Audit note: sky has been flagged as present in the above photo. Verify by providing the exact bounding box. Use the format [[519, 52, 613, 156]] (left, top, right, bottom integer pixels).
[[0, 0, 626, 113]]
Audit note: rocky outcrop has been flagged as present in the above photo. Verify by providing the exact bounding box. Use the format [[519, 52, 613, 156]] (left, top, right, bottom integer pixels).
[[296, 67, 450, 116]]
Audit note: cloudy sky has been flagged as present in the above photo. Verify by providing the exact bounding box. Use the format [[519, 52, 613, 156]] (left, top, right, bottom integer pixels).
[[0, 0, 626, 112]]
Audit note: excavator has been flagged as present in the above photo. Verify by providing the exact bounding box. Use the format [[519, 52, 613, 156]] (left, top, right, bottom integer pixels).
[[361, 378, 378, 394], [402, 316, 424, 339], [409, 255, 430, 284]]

→ EXERCISE REQUIREMENTS
Write out every line of the data above word for word, changing nothing.

→ ANSWER BELOW
Audit note: sky has been flagged as present in the above photo. Verify by providing the exact bounding box. Use the format [[519, 52, 613, 156]] (left, top, right, bottom integer pixels).
[[0, 0, 626, 113]]
Audit note: rocky outcrop has been flagged as present in the above photo. Verify by providing the exact bounding box. Use the format [[519, 52, 613, 156]] (left, top, right, bottom integer pixels).
[[296, 67, 450, 116]]
Audit note: cloudy sky has been flagged as present in the above photo. Verify by providing the exact bounding box. Use the format [[519, 52, 613, 156]] (left, top, right, bottom integer pixels).
[[0, 0, 626, 112]]
Audit note: excavator has been flagged as present in the above photo. Verify by providing the exact bounding box. Use the format [[519, 52, 613, 156]] (left, top, right, bottom integer pixels).
[[361, 378, 378, 394], [402, 316, 424, 339], [409, 255, 430, 284]]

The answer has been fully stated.